## Excerpts of location labeling data
+++++
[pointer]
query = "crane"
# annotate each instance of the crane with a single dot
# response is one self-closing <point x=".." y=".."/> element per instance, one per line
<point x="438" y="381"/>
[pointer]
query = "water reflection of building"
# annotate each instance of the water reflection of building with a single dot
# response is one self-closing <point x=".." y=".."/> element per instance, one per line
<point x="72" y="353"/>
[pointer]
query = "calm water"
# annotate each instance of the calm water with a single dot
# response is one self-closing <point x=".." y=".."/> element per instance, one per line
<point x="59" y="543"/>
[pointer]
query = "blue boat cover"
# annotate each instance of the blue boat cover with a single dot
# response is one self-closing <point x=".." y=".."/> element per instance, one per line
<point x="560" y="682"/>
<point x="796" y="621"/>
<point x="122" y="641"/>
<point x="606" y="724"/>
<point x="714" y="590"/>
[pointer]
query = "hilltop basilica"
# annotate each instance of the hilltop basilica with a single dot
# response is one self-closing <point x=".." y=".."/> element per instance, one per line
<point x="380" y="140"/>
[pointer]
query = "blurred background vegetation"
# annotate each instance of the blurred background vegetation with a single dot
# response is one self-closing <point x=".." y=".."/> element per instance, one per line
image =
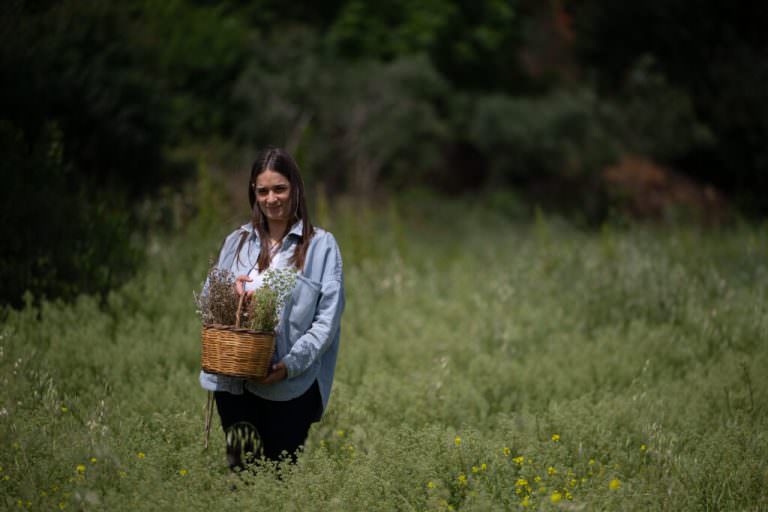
<point x="118" y="117"/>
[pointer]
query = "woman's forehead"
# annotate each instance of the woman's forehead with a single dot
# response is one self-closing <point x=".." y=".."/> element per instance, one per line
<point x="270" y="178"/>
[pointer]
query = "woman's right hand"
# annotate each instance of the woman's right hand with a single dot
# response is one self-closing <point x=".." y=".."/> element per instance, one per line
<point x="240" y="284"/>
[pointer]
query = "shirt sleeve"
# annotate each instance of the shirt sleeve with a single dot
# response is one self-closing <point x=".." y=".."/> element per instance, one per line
<point x="312" y="344"/>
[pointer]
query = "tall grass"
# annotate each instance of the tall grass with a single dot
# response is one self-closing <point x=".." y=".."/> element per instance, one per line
<point x="484" y="365"/>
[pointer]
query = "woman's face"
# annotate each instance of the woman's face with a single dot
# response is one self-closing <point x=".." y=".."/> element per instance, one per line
<point x="273" y="195"/>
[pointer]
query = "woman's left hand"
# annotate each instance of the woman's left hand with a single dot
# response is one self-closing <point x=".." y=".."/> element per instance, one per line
<point x="279" y="372"/>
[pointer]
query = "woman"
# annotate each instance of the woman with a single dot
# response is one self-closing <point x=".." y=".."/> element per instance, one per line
<point x="272" y="416"/>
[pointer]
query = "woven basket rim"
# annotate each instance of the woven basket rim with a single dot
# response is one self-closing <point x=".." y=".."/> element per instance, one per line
<point x="232" y="328"/>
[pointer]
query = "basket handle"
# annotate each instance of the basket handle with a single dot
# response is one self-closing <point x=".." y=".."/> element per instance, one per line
<point x="239" y="309"/>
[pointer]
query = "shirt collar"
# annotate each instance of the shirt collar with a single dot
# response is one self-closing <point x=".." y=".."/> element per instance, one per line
+++++
## YOUR OBJECTIVE
Omit the pictures, then quote the rest of the material above exactly.

## RESPONSE BELOW
[pointer]
query = "crane"
# annotate each instance of the crane with a single dot
# response is one self-closing <point x=".." y=".."/> element per instance, one per line
<point x="438" y="381"/>
[pointer]
query = "water reflection of building"
# annotate each instance of the water reflection of building with a single dot
# response is one self-closing <point x=".." y=".."/> element per instance, one per line
<point x="72" y="353"/>
[pointer]
query = "calm water"
# annotate each instance of the calm water with a single dot
# response is one self-closing <point x=".." y=".."/> element per instance, one per line
<point x="59" y="543"/>
[pointer]
query = "blue boat cover"
# annotate each instance of the blue boat cover with a single dot
# response is one self-closing <point x=".." y=".."/> element per instance, one per line
<point x="560" y="682"/>
<point x="796" y="621"/>
<point x="122" y="641"/>
<point x="606" y="724"/>
<point x="714" y="590"/>
[pointer]
query = "hilltop basilica"
# annotate each instance of the hilltop basilica with a single dot
# response is one self-closing <point x=".." y=".."/> element per instance, one per line
<point x="380" y="140"/>
[pointer]
query = "blurred background vegetation"
# annotate each instance of the blurred background vegetation with a single dot
# response is one self-closing <point x=".." y=".."/> element per instance, one per line
image =
<point x="118" y="117"/>
[pointer]
query = "woman's forehead"
# annotate each instance of the woman's forehead with a single dot
# response is one self-closing <point x=".." y=".."/> element per instance, one per line
<point x="270" y="178"/>
[pointer]
query = "woman's right hand"
# annotate each instance of the woman's right hand with a single dot
# response is one self-closing <point x=".." y=".."/> element per instance, one per line
<point x="240" y="284"/>
[pointer]
query = "shirt sleeve"
# annotate each instance of the shirt sleeve with a single dot
# response is one self-closing <point x=".." y=".."/> element per instance, one per line
<point x="312" y="344"/>
[pointer]
query = "tall grass"
# annotate each instance of the tall grass with a single dot
# response is one self-closing <point x=".." y=".."/> element per instance, one per line
<point x="484" y="365"/>
[pointer]
query = "woman's face"
# annotate each instance of the woman's face with a single dot
# response is one self-closing <point x=".." y=".."/> element per instance, one per line
<point x="273" y="195"/>
[pointer]
query = "woman's left hand"
# annotate each instance of the woman's left hand with a single dot
# response is one self-closing <point x=".." y=".."/> element per instance, one per line
<point x="279" y="372"/>
[pointer]
query = "woman"
# annotate each instance of the woman with a single dot
# response is one self-closing <point x=".." y=".."/> element per instance, one per line
<point x="272" y="416"/>
[pointer]
query = "woven basket rim"
# annotate each instance of the woven basket rim with a single dot
# response is one self-closing <point x=".." y=".."/> element per instance, one per line
<point x="232" y="328"/>
[pointer]
query = "basket handle"
# annotate each instance of the basket handle with a single dot
# response is one self-closing <point x=".." y=".."/> element per instance, one per line
<point x="239" y="309"/>
[pointer]
query = "shirt collar"
# annotate each instance of the shirt collar with a single dot
# response is one self-closing <point x=".." y=".."/> element per instance, one per line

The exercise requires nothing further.